◆ Travail demandé ◆
• A. D'après le texte source, combien de journalistes ont été arrêtés au Bélarus en 6 mois ?
• B. Reprenez mot pour mot, dans le texte source, tout ce qui va de « LT : Depuis » jusqu'à « sans Frontières (RSF). ».

Il faut agir vite, car l’urgence est là. Nous devrions dépasser notre bureaucratie et passer à l’acte. Si les pays voisins du Bélarus peuvent le faire, je doute que la France, quant à elle, n’ait pas de capacités de proposer une aide réelle, et pas seulement symbolique. Il faut être cohérent : à partir du moment où l’on rencontre l’opposante en exil et l’on demande le départ de Loukachenko, on propose des solutions et on va jusqu’au bout.
LT : Depuis le début du soulèvement en août, vous rendez compte régulièrement de la situation sur place, via Twitter en particulier. Pouvez-vous nous en dire plus sur ce qu’est l’activité d’un journaliste au Bélarus ?
AV : Aujourd’hui, le journalisme est devenu un crime au Bélarus. En 6 mois, plus de 400 journalistes ont été arrêtés pour avoir simplement exercé leur métier. 11 journalistes sont aujourd’hui en prison et risquent de lourdes peines. Les médias étrangers ont été privés d’accréditations, avec quelques rares exceptions. La situation est dramatique et le Bélarus est aujourd’hui le pays le plus dangereux d’Europe pour cette profession selon Reporters sans Frontières (RSF).

◆ Entrées fournies ◆
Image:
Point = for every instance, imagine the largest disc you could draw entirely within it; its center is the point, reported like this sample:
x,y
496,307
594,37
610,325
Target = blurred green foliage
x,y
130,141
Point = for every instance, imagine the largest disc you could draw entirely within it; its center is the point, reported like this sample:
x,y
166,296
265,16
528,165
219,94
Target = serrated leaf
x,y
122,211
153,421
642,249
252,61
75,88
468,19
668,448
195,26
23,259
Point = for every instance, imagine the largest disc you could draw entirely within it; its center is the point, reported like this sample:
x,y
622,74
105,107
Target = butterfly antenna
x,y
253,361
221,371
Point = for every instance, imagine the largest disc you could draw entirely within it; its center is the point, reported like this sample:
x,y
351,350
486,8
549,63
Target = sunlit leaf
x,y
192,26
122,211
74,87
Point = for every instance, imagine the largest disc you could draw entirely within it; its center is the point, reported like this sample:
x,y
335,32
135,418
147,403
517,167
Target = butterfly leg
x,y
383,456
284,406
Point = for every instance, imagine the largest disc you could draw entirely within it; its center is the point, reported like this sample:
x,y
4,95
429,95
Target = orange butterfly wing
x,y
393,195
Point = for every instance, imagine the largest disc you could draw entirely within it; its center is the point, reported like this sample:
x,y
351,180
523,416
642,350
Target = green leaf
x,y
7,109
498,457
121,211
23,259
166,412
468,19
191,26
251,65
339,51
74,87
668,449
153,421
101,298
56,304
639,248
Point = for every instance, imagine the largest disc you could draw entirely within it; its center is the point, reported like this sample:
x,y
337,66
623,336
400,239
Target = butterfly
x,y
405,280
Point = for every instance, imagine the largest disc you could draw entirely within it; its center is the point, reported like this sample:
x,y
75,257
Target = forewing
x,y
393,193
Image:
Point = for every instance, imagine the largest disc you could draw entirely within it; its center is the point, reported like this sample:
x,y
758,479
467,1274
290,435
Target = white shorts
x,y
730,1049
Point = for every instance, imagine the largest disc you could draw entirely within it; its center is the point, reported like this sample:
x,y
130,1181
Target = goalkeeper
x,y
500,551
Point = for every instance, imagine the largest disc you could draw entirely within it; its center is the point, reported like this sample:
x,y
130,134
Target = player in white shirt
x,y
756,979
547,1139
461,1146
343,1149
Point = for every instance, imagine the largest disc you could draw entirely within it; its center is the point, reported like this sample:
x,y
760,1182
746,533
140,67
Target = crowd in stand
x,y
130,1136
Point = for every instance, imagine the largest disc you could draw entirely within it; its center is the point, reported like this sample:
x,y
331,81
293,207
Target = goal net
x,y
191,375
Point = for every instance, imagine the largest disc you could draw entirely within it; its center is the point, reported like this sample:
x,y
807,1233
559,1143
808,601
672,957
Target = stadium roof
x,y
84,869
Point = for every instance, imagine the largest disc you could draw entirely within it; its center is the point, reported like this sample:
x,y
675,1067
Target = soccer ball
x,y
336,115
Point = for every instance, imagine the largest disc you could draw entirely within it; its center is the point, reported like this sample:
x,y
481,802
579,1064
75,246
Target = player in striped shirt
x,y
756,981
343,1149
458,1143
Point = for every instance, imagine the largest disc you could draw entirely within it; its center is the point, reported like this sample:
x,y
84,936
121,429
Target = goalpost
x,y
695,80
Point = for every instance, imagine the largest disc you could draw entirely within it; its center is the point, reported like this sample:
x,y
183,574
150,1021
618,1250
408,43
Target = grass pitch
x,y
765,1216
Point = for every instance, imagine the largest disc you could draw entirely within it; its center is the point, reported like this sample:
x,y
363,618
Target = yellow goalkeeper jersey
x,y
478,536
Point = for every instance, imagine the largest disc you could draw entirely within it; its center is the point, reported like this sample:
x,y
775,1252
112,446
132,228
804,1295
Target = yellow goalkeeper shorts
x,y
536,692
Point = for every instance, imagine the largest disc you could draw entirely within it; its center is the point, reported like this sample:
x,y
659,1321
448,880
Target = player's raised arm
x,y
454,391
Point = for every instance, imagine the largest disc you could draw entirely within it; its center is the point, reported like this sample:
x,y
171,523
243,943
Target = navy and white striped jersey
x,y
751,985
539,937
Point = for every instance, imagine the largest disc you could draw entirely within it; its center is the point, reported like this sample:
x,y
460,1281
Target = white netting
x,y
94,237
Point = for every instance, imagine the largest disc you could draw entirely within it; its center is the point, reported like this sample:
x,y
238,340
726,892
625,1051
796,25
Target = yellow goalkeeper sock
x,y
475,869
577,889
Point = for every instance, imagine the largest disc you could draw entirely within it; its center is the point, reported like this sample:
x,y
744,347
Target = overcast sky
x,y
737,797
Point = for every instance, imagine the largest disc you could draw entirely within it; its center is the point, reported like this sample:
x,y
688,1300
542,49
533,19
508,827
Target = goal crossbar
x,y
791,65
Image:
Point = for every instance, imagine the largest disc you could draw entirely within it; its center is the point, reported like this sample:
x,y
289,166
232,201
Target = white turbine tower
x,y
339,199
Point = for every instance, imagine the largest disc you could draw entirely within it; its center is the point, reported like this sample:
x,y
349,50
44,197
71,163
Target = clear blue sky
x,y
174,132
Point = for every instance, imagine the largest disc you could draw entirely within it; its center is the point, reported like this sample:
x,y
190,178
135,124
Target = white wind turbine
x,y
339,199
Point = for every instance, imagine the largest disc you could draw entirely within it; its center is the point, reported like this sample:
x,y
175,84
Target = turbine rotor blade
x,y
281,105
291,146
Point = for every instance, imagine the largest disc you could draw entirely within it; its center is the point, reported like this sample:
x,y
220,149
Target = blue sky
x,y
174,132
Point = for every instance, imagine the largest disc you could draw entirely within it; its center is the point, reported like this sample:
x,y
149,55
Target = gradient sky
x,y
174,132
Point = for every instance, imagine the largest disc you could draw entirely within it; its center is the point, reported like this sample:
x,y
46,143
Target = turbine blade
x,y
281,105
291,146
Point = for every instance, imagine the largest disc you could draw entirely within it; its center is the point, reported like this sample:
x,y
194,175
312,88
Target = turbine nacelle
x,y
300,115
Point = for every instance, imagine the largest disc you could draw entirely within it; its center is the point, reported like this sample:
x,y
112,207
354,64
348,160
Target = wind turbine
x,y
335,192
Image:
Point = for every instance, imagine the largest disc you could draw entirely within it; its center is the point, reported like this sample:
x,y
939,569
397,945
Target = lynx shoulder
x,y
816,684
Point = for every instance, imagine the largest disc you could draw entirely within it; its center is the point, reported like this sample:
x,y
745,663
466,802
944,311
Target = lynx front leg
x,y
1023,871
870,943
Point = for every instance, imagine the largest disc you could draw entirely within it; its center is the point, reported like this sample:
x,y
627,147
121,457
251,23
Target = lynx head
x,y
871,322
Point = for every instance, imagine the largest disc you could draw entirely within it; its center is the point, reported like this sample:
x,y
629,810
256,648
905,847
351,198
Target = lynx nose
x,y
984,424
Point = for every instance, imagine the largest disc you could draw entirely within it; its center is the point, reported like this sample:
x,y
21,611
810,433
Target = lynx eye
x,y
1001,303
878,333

◆ Réponses aux consignes ◆
• A. Plus de 400 journalistes.

• B.
LT : Depuis le début du soulèvement en août, vous rendez compte régulièrement de la situation sur place, via Twitter en particulier. Pouvez-vous nous en dire plus sur ce qu’est l’activité d’un journaliste au Bélarus ?
AV : Aujourd’hui, le journalisme est devenu un crime au Bélarus. En 6 mois, plus de 400 journalistes ont été arrêtés pour avoir simplement exercé leur métier. 11 journalistes sont aujourd’hui en prison et risquent de lourdes peines. Les médias étrangers ont été privés d’accréditations, avec quelques rares exceptions. La situation est dramatique et le Bélarus est aujourd’hui le pays le plus dangereux d’Europe pour cette profession selon Reporters sans Frontières (RSF).